The protests come as US president Donald Trump continues his assault on trans and non-binary people. 

He scrapped the part of the Affordable Care Act which protects transgender people from discrimination in health care and insurance coverage on Friday of last week. Right wing and religious groups have applauded the new rule. 

“Health professionals know they must base medical decisions on biology and science, not ideology,” said Dr Jeff Barrows, the Christian Medical Association’s executive vice president. 

But civil rights groups have said this rule sets a potentially fatal precedent.

 “A transgender person could be refused care or a check up at a doctor’s office,” said Lindsey Dawson, associate director of HIV policy at the Kaiser Family Foundation.

A report by LGBT+ think tank the Williams Institute estimated that nearly half a million adult transgender Americans are worried “they could be denied good medical care”. 

Protests demand probe into California hangings

Two thousand protesters marched and rallied in Palmdale, California, on Saturday of last week.  

It follows the hangings of two black men in California in recent weeks.

Robert Fuller, a 24 year old black man, was found hanging from a tree near the city hall in Palmdale last week. 

More than 215,000 people have signed a petition demanding a full investigation.

The family and friends of Robert Fuller believe that he was lynched.

At a news briefing protesters confronted city officials who were quick to describe Fuller’s death as a suicide. 

City Manager JJ. Murphy said, “Maybe we should have said it was ‘an alleged suicide’.” 

He then added, “Can I also ask that we stop talking about lynchings?” The crowd replied, “Hell No!”

EXERCISE PROMPT:
Answer these questions using the news report above.
1. What position does Dr Jeff Barrows hold at the Christian Medical Association?
2. How many protesters marched and rallied in Palmdale, California?
3. How many people have signed the petition demanding a full investigation?

Collection entries:
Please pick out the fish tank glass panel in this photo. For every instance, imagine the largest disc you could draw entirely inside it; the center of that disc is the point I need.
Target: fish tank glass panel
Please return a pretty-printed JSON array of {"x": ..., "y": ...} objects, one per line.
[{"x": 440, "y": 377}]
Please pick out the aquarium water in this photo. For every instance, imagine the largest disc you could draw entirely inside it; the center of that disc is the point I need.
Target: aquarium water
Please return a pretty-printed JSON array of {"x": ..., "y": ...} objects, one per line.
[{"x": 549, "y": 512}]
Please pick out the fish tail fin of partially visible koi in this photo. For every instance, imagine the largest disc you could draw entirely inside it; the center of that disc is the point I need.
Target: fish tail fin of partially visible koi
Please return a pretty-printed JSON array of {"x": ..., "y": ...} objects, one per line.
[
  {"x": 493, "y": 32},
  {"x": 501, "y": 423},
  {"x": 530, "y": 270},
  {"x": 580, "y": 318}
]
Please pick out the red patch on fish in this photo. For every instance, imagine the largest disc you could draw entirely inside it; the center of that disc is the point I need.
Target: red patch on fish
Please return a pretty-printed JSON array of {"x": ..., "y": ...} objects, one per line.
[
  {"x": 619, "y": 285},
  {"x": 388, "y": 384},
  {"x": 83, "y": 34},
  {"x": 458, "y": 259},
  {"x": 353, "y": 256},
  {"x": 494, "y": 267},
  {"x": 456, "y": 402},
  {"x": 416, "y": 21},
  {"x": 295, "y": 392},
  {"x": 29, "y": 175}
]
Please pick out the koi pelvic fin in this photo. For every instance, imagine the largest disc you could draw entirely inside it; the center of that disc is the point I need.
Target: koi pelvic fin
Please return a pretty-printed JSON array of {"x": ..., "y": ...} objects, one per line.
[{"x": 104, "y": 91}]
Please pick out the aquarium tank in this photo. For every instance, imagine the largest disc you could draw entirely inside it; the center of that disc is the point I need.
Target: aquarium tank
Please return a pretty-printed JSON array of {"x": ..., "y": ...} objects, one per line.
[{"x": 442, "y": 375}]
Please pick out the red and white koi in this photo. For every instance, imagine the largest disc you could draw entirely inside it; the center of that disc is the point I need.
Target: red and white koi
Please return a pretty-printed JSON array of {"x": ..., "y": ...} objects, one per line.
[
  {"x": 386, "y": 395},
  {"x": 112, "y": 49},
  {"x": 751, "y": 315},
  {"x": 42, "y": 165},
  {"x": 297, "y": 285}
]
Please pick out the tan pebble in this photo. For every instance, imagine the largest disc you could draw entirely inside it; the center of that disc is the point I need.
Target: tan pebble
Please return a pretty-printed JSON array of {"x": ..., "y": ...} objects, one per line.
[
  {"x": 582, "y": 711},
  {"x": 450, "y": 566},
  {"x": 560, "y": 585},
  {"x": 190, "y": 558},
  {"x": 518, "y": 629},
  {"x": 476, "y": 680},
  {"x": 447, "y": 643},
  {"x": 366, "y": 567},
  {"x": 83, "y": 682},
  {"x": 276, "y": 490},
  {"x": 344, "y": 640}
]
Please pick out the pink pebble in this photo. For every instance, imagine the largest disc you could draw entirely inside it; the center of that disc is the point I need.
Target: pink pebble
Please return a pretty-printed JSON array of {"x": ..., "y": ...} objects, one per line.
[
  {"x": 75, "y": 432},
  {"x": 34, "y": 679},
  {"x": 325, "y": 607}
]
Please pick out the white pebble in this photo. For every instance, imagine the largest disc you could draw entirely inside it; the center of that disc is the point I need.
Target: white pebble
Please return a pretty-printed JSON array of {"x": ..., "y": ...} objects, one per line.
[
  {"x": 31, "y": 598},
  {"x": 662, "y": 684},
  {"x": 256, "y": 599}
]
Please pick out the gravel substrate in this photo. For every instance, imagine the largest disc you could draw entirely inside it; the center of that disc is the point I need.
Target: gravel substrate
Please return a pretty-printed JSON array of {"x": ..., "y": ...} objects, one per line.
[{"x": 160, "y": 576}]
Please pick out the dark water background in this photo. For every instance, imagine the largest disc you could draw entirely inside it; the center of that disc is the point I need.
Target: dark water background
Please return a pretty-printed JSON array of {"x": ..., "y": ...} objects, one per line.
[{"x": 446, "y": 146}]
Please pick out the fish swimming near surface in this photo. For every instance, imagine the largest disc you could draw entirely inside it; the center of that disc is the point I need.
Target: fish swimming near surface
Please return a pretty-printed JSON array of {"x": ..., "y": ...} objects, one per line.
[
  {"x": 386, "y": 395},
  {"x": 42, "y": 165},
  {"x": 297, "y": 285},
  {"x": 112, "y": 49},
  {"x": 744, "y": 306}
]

REPLY:
1. Executive vice president
2. Two thousand
3. More than 215,000